------ Supplied data

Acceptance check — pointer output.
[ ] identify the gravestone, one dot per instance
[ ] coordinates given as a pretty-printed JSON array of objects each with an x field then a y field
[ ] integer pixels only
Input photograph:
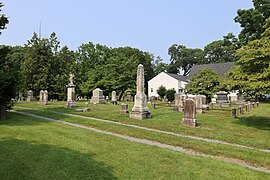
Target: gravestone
[
  {"x": 71, "y": 93},
  {"x": 140, "y": 110},
  {"x": 234, "y": 112},
  {"x": 20, "y": 96},
  {"x": 233, "y": 97},
  {"x": 114, "y": 98},
  {"x": 128, "y": 97},
  {"x": 153, "y": 105},
  {"x": 213, "y": 100},
  {"x": 189, "y": 113},
  {"x": 178, "y": 102},
  {"x": 43, "y": 97},
  {"x": 198, "y": 102},
  {"x": 124, "y": 109},
  {"x": 30, "y": 96},
  {"x": 98, "y": 97},
  {"x": 241, "y": 110},
  {"x": 222, "y": 97}
]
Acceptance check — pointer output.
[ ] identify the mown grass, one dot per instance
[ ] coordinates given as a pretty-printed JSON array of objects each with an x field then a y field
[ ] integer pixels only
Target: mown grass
[
  {"x": 32, "y": 148},
  {"x": 251, "y": 129}
]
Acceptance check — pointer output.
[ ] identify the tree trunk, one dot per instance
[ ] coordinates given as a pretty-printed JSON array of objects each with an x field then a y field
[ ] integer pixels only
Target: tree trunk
[{"x": 2, "y": 112}]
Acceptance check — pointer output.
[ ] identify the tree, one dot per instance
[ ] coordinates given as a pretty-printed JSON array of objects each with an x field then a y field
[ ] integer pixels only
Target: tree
[
  {"x": 3, "y": 19},
  {"x": 221, "y": 50},
  {"x": 252, "y": 75},
  {"x": 47, "y": 67},
  {"x": 206, "y": 82},
  {"x": 9, "y": 78},
  {"x": 184, "y": 58},
  {"x": 159, "y": 66},
  {"x": 161, "y": 91},
  {"x": 112, "y": 68},
  {"x": 170, "y": 94},
  {"x": 253, "y": 20}
]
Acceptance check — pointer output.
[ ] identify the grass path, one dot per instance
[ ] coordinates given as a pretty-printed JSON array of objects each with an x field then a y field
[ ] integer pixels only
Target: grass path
[
  {"x": 154, "y": 130},
  {"x": 152, "y": 143}
]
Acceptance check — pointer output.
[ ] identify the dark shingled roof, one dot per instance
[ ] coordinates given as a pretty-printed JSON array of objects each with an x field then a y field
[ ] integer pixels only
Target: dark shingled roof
[
  {"x": 178, "y": 77},
  {"x": 220, "y": 68}
]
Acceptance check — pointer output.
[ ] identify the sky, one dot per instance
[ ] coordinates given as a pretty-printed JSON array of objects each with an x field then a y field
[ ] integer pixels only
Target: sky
[{"x": 149, "y": 25}]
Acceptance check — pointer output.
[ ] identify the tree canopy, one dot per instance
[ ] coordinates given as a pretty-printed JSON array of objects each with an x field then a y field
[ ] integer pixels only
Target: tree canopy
[
  {"x": 206, "y": 82},
  {"x": 252, "y": 75}
]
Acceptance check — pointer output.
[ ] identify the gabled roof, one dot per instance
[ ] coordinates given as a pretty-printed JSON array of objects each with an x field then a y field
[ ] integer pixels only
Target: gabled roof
[
  {"x": 220, "y": 68},
  {"x": 178, "y": 77}
]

------------

■ **Instruction**: Locate each line in the rows above that contains the string "mown" and copy those lines out. Case counts when matching.

■ **Problem solution**:
[ ] identify the mown grass, one dot per instance
Target: mown grass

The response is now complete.